Natural language region descriptions
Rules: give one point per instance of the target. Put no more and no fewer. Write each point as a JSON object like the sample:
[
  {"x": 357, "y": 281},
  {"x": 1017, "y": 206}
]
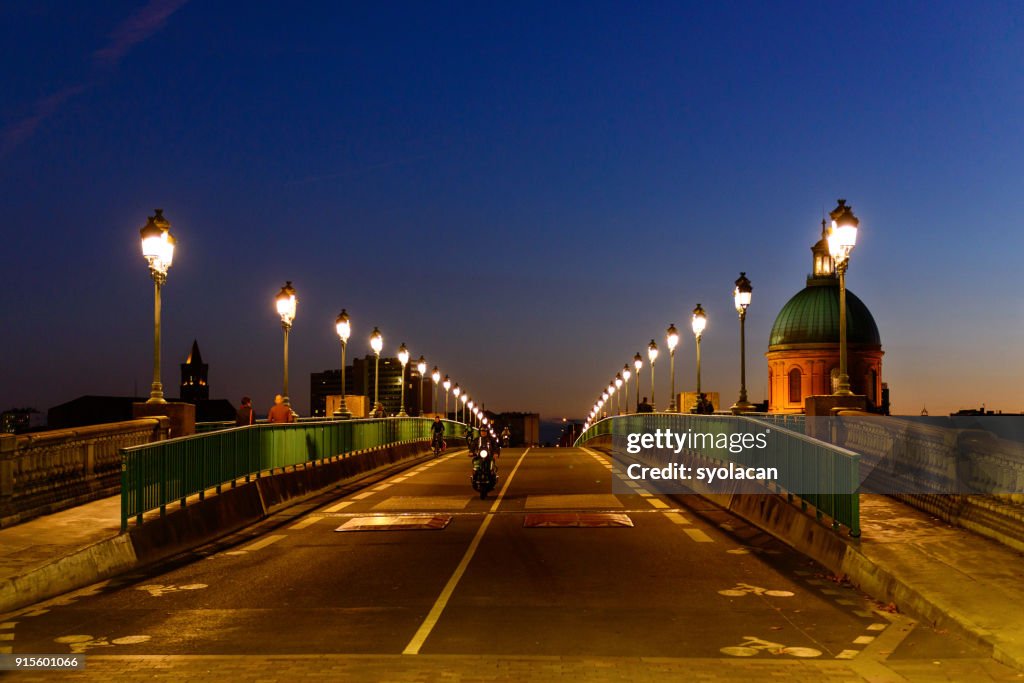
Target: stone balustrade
[{"x": 46, "y": 471}]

### YOUR ASSIGNMENT:
Leave the images aside and return the records above exactly as written.

### RESULT OF THE TASK:
Rules: give one point per instance of the target. Put no more and no fewer. Write each point as a JSON object like the sample:
[
  {"x": 357, "y": 281},
  {"x": 1017, "y": 206}
]
Target: stone balustrade
[{"x": 46, "y": 471}]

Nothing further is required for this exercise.